私は27年前45歳の時に「聴神経腫瘍」の摘出術を受けた。 そのころはまだ MRIという医療機器は大阪府下で数台しかない時代だったが この腫瘍は良性だったので命の不安は解消された。しかし 腫瘍はずいぶん大きくなって脳幹近くまで迫っており、「10年前だったら命は助からなかったよ」と言われた。その腫瘍をきれいに摘出していただいたが顔面神経が麻痺するという後遺症が残った。顏半分の神経が麻痺しているので 目をきちんと閉じることも、瞬きすることもできなくなった。左耳は聞こえなくなり 顏半分が垂れ下がり 命は助かったものの 誰にもには会いたくなかった。そんな時知り合ったのが 今、紀の川市に住む 同じ病気の手術後の後遺症で悲嘆にくれていた7歳年下の彼女だった。

> 設問:
[A] 聴神経腫瘍の手記で、摘出術の後に残った後遺症は何か。
[B] 聴神経腫瘍の手記の最後の文の後から、続きを書いてください。
一覧は本文とは別の出典から取ったものです。

> 提示資料:
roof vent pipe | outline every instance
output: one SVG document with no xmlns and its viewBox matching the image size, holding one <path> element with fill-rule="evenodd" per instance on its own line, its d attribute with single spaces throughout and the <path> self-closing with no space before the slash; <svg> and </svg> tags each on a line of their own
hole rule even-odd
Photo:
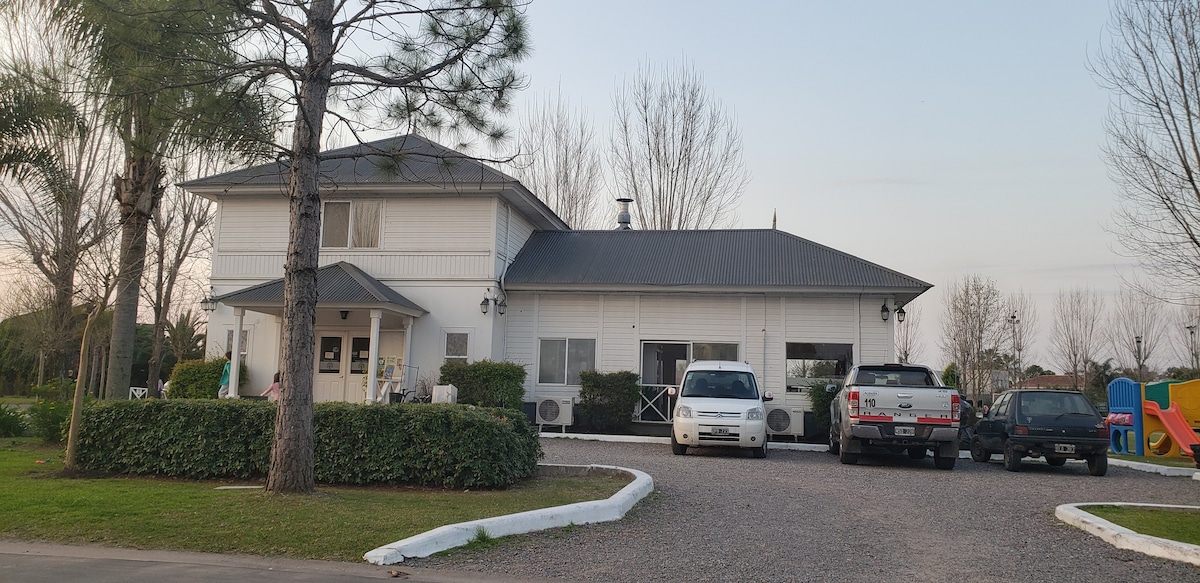
<svg viewBox="0 0 1200 583">
<path fill-rule="evenodd" d="M 618 198 L 617 204 L 619 209 L 617 211 L 617 230 L 629 230 L 632 227 L 629 226 L 629 203 L 632 203 L 631 198 Z"/>
</svg>

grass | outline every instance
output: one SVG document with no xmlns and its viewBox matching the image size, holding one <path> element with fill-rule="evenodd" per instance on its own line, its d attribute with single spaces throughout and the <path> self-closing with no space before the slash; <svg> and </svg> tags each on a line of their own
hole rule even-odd
<svg viewBox="0 0 1200 583">
<path fill-rule="evenodd" d="M 535 477 L 505 491 L 326 486 L 283 495 L 211 481 L 62 479 L 61 469 L 60 447 L 0 441 L 0 537 L 359 561 L 444 524 L 596 500 L 628 483 Z"/>
<path fill-rule="evenodd" d="M 1130 456 L 1128 453 L 1112 453 L 1109 452 L 1109 457 L 1114 459 L 1124 459 L 1128 462 L 1142 462 L 1153 463 L 1158 465 L 1169 465 L 1171 468 L 1192 468 L 1196 469 L 1195 462 L 1190 457 L 1162 457 L 1162 456 Z"/>
<path fill-rule="evenodd" d="M 1135 533 L 1200 545 L 1200 511 L 1145 506 L 1084 506 L 1082 510 Z"/>
</svg>

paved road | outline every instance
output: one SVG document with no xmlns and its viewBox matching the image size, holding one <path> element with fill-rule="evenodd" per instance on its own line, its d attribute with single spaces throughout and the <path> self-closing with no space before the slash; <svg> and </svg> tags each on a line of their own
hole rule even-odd
<svg viewBox="0 0 1200 583">
<path fill-rule="evenodd" d="M 1200 482 L 1026 462 L 1021 473 L 960 459 L 772 450 L 767 459 L 665 445 L 544 439 L 546 462 L 637 468 L 656 492 L 624 521 L 406 561 L 569 581 L 1200 581 L 1200 569 L 1116 549 L 1062 524 L 1063 503 L 1200 503 Z"/>
</svg>

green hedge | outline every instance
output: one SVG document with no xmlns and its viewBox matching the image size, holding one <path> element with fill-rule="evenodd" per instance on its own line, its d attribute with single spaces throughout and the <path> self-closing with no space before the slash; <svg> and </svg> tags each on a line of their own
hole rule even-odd
<svg viewBox="0 0 1200 583">
<path fill-rule="evenodd" d="M 631 371 L 581 372 L 575 426 L 584 432 L 628 432 L 642 395 L 637 380 Z"/>
<path fill-rule="evenodd" d="M 467 363 L 448 360 L 442 365 L 439 385 L 458 389 L 458 402 L 479 407 L 521 409 L 526 369 L 516 362 L 479 360 Z"/>
<path fill-rule="evenodd" d="M 186 479 L 259 479 L 275 403 L 108 401 L 84 409 L 82 469 Z M 532 476 L 541 447 L 524 416 L 450 404 L 313 408 L 322 483 L 504 488 Z"/>
<path fill-rule="evenodd" d="M 168 398 L 217 398 L 221 390 L 221 372 L 228 360 L 185 360 L 175 365 L 170 371 L 170 386 L 167 391 Z M 241 363 L 241 377 L 239 384 L 246 386 L 250 378 L 246 363 Z"/>
</svg>

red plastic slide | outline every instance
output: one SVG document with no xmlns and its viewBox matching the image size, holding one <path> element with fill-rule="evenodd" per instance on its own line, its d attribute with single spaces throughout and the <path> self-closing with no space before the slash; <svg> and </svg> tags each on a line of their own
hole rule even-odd
<svg viewBox="0 0 1200 583">
<path fill-rule="evenodd" d="M 1187 419 L 1183 419 L 1183 414 L 1180 413 L 1180 404 L 1171 403 L 1171 407 L 1162 409 L 1158 403 L 1153 401 L 1142 402 L 1142 408 L 1146 414 L 1153 417 L 1158 417 L 1166 427 L 1166 433 L 1171 435 L 1171 439 L 1180 445 L 1180 451 L 1184 456 L 1192 456 L 1193 445 L 1200 445 L 1200 438 L 1196 438 L 1195 432 L 1192 431 L 1192 426 L 1188 425 Z"/>
</svg>

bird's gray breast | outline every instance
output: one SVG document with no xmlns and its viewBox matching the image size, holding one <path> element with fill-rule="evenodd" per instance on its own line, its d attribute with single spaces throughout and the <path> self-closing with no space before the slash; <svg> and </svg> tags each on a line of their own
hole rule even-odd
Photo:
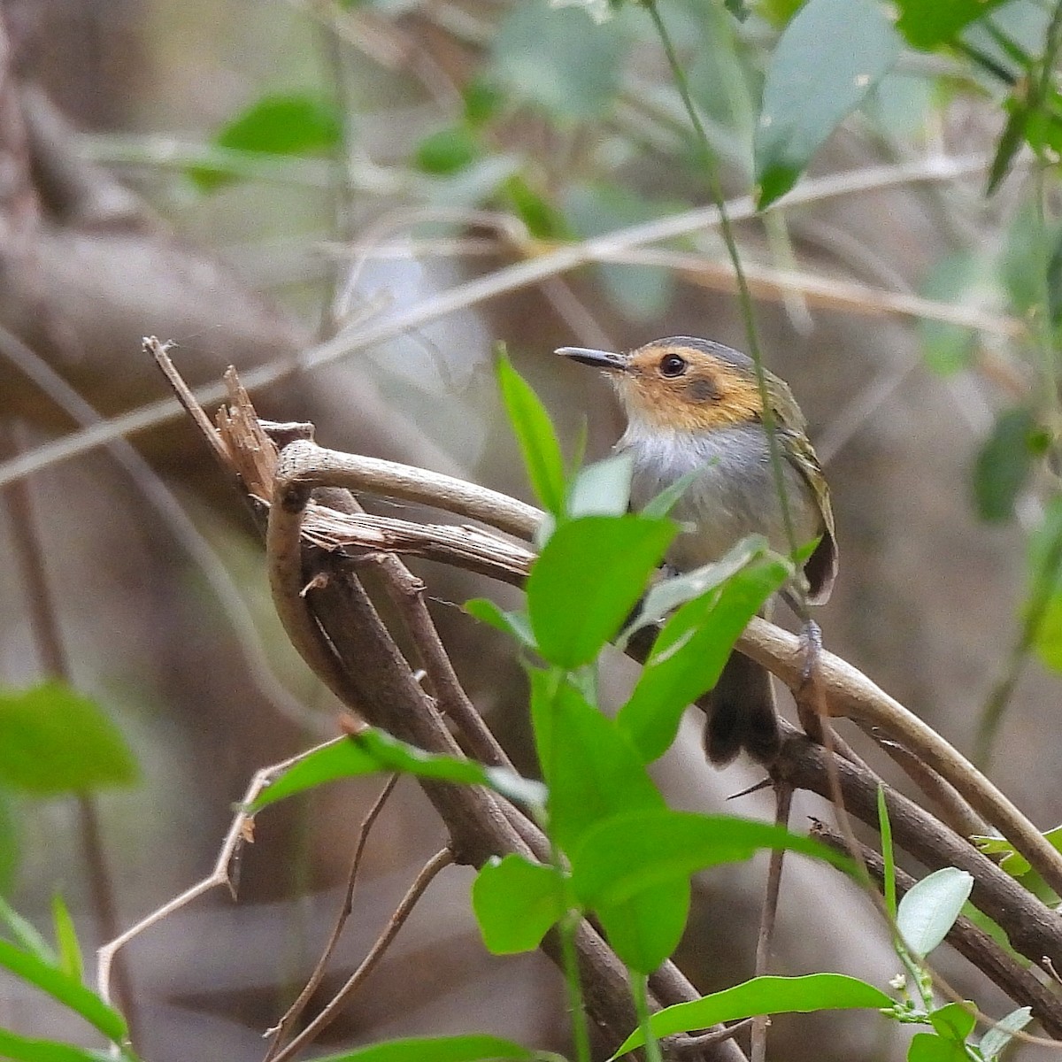
<svg viewBox="0 0 1062 1062">
<path fill-rule="evenodd" d="M 681 524 L 692 525 L 668 553 L 680 570 L 716 561 L 754 533 L 766 535 L 772 549 L 789 552 L 767 435 L 759 425 L 698 433 L 631 425 L 616 449 L 634 459 L 631 503 L 636 510 L 682 476 L 697 473 L 671 511 Z M 794 537 L 803 546 L 822 533 L 822 516 L 801 473 L 784 457 L 782 466 Z"/>
</svg>

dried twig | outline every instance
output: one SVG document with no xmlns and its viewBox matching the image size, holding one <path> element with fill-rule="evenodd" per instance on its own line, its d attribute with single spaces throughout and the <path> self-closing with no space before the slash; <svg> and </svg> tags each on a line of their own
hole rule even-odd
<svg viewBox="0 0 1062 1062">
<path fill-rule="evenodd" d="M 339 915 L 336 919 L 336 925 L 332 927 L 328 942 L 325 944 L 324 950 L 321 953 L 321 958 L 318 959 L 318 964 L 313 967 L 313 972 L 307 978 L 306 986 L 303 988 L 303 991 L 298 993 L 295 1001 L 284 1012 L 284 1016 L 280 1021 L 277 1022 L 272 1029 L 267 1031 L 267 1035 L 272 1035 L 273 1040 L 270 1044 L 269 1051 L 266 1054 L 266 1062 L 271 1062 L 271 1060 L 275 1057 L 275 1054 L 279 1049 L 288 1030 L 295 1024 L 295 1022 L 298 1021 L 299 1015 L 306 1009 L 306 1005 L 313 998 L 313 993 L 316 992 L 322 980 L 324 980 L 325 971 L 328 969 L 328 960 L 331 959 L 332 953 L 336 950 L 336 945 L 339 943 L 339 939 L 343 935 L 346 921 L 354 910 L 354 887 L 358 880 L 358 871 L 361 869 L 361 857 L 365 851 L 365 843 L 369 840 L 369 835 L 372 832 L 373 824 L 376 822 L 380 811 L 383 810 L 383 805 L 394 791 L 397 781 L 397 774 L 392 774 L 391 777 L 388 778 L 383 788 L 380 790 L 379 795 L 365 813 L 365 818 L 361 821 L 361 826 L 358 829 L 358 839 L 354 847 L 354 858 L 350 860 L 350 870 L 346 876 L 346 892 L 343 894 L 343 904 L 340 907 Z"/>
<path fill-rule="evenodd" d="M 312 1043 L 318 1034 L 327 1028 L 339 1015 L 340 1008 L 358 990 L 365 978 L 376 969 L 377 963 L 387 954 L 391 941 L 395 939 L 398 930 L 406 924 L 417 901 L 427 891 L 427 888 L 435 879 L 440 871 L 453 863 L 453 853 L 450 849 L 442 849 L 436 852 L 421 869 L 413 884 L 409 887 L 406 895 L 395 908 L 394 913 L 388 920 L 388 924 L 380 933 L 376 943 L 369 949 L 369 955 L 362 959 L 358 969 L 349 976 L 343 987 L 332 996 L 322 1008 L 321 1013 L 303 1029 L 297 1037 L 293 1037 L 280 1050 L 273 1051 L 272 1048 L 267 1055 L 270 1062 L 286 1062 L 293 1055 L 297 1054 L 307 1044 Z"/>
</svg>

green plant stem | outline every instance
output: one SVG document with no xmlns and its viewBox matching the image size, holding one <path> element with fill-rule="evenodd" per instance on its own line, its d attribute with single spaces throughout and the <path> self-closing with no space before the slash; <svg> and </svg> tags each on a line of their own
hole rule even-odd
<svg viewBox="0 0 1062 1062">
<path fill-rule="evenodd" d="M 661 1045 L 653 1035 L 649 1022 L 648 978 L 634 970 L 629 970 L 627 973 L 631 978 L 631 998 L 634 999 L 634 1009 L 638 1015 L 638 1028 L 646 1042 L 646 1062 L 664 1062 Z"/>
<path fill-rule="evenodd" d="M 730 255 L 731 263 L 734 267 L 734 276 L 737 280 L 738 306 L 741 310 L 741 320 L 744 324 L 746 339 L 749 344 L 749 356 L 752 358 L 756 370 L 756 384 L 759 390 L 759 400 L 764 408 L 763 425 L 767 433 L 768 449 L 771 456 L 771 472 L 774 476 L 774 490 L 778 496 L 778 503 L 782 509 L 782 523 L 785 528 L 786 542 L 789 546 L 789 555 L 796 553 L 796 535 L 793 530 L 792 513 L 789 508 L 789 496 L 786 491 L 785 470 L 783 465 L 782 447 L 777 439 L 777 425 L 774 418 L 774 410 L 771 409 L 770 395 L 767 389 L 767 375 L 764 370 L 764 355 L 759 347 L 759 339 L 756 333 L 756 319 L 752 305 L 752 292 L 749 290 L 749 281 L 741 267 L 741 255 L 738 251 L 737 240 L 734 236 L 734 227 L 731 224 L 726 212 L 725 200 L 723 198 L 722 185 L 719 181 L 719 170 L 716 166 L 715 155 L 712 145 L 708 143 L 707 135 L 704 132 L 704 124 L 701 116 L 693 104 L 693 98 L 689 92 L 689 82 L 686 79 L 686 71 L 679 62 L 679 55 L 674 49 L 674 42 L 668 33 L 667 25 L 660 13 L 656 0 L 644 0 L 646 10 L 653 21 L 656 35 L 661 39 L 664 54 L 667 56 L 671 76 L 674 80 L 675 88 L 682 97 L 683 106 L 689 116 L 689 121 L 693 126 L 695 140 L 698 154 L 704 166 L 708 178 L 708 189 L 712 193 L 713 202 L 719 210 L 719 228 L 726 244 L 726 253 Z M 800 605 L 801 619 L 807 620 L 807 593 L 803 580 L 796 580 L 796 601 Z"/>
<path fill-rule="evenodd" d="M 554 856 L 560 853 L 554 850 Z M 556 863 L 554 862 L 554 866 Z M 583 983 L 579 976 L 579 956 L 576 953 L 576 927 L 582 915 L 571 911 L 560 921 L 556 933 L 561 939 L 561 958 L 564 962 L 564 986 L 568 996 L 568 1010 L 571 1011 L 571 1035 L 576 1043 L 576 1062 L 592 1062 L 590 1030 L 586 1023 L 586 1009 L 583 1007 Z"/>
</svg>

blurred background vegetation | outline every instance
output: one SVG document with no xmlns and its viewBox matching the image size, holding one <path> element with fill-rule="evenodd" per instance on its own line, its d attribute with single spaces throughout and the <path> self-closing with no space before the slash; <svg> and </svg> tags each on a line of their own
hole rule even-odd
<svg viewBox="0 0 1062 1062">
<path fill-rule="evenodd" d="M 629 4 L 599 24 L 601 6 L 4 0 L 0 478 L 91 417 L 64 383 L 108 416 L 164 398 L 144 335 L 175 341 L 193 383 L 230 363 L 289 365 L 256 392 L 259 411 L 312 421 L 324 445 L 521 495 L 491 373 L 496 339 L 569 452 L 585 425 L 590 457 L 620 417 L 605 384 L 554 347 L 673 333 L 743 347 L 733 270 L 652 22 Z M 793 195 L 759 216 L 765 73 L 800 4 L 750 6 L 665 0 L 661 12 L 731 196 L 767 363 L 792 384 L 833 486 L 842 575 L 820 617 L 826 645 L 964 750 L 983 753 L 984 713 L 1001 708 L 993 777 L 1046 828 L 1062 819 L 1056 5 L 975 4 L 979 19 L 905 47 L 807 150 Z M 835 40 L 873 62 L 836 17 Z M 813 55 L 781 82 L 775 69 L 780 105 L 832 127 L 827 74 Z M 620 238 L 586 242 L 605 234 Z M 346 356 L 294 364 L 337 335 L 350 338 Z M 3 775 L 6 894 L 37 920 L 62 892 L 89 946 L 108 921 L 124 927 L 204 874 L 254 770 L 335 727 L 201 441 L 177 417 L 133 441 L 153 470 L 95 448 L 15 481 L 28 490 L 8 483 L 0 518 L 4 686 L 66 679 L 103 706 L 138 765 L 135 784 L 80 799 Z M 417 570 L 469 691 L 532 769 L 519 667 L 456 606 L 500 592 Z M 617 658 L 616 696 L 631 674 Z M 712 772 L 697 731 L 691 721 L 657 776 L 674 804 L 710 809 L 757 776 Z M 123 761 L 107 780 L 131 774 Z M 258 1057 L 320 950 L 375 792 L 337 786 L 263 816 L 238 905 L 202 901 L 130 948 L 147 1057 Z M 324 998 L 442 836 L 404 782 Z M 763 870 L 700 886 L 680 959 L 705 990 L 751 973 Z M 869 905 L 853 893 L 812 925 L 820 872 L 791 870 L 776 972 L 889 976 Z M 453 869 L 435 883 L 327 1043 L 483 1029 L 563 1048 L 558 975 L 538 956 L 484 952 L 468 879 Z M 961 977 L 991 1009 L 993 991 Z M 0 1020 L 78 1034 L 17 984 L 0 992 Z M 828 1043 L 804 1032 L 785 1057 L 901 1057 L 858 1020 L 830 1023 Z"/>
</svg>

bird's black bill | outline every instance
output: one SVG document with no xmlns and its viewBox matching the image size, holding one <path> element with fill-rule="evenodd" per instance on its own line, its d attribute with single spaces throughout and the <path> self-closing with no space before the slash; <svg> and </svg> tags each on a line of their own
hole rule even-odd
<svg viewBox="0 0 1062 1062">
<path fill-rule="evenodd" d="M 611 354 L 609 350 L 594 350 L 587 346 L 562 346 L 553 353 L 584 365 L 593 365 L 595 369 L 612 372 L 622 372 L 627 369 L 627 358 L 622 354 Z"/>
</svg>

> 解答:
[A] 顔面神経の麻痺。

[B]
手術後 何度かお会いし また ご主人と一緒に我が家を訪ねてきてくださったこともある。お互いに歪んだ顔を見つめあっていろんな後遺症を嘆きあい、情報交換したこともある。 今日、その彼女と25年ぶりに会った。 昨年末、どうしているかと久しぶりに電話してきてくれた時 夫の看病真っ最中だった。 話をしていると彼女も3年前にご主人をすい臓がんで亡くされたとのこと。あまり丈夫じゃない彼女は どれだけ心細く辛い日々を過ごしてこられたことだろう。 彼女は電話口で「あまり話がスムースにできない。」というので 「なぜ?」と聞いたら 「人と話すことが少なくなって口がうまく動かない」という。 今日、桃を買いに行ったのは 彼女と会うのも目的で 彼女のお宅にお邪魔した。 朝早くから桃を買いに行ったので彼女のお宅についたのはまだ10時前だったが しゃべるは、しゃべるは。お昼ご飯まで用意していただいて 夕方の4時までしゃべり続けてお暇した。 同じ病気を体験し 連れ合いをなくし よく似た境遇に話題が次々あふれ 「よくしゃべったねぇ。」 私は普段からおしゃべりだが 彼女の口もすっかり滑らかになったね。 近いうちの再会を約して 無料の快適な京奈和道で帰路についた。 楽しい一日だった。 ありがとう。 辛いけれど頑張ろうね。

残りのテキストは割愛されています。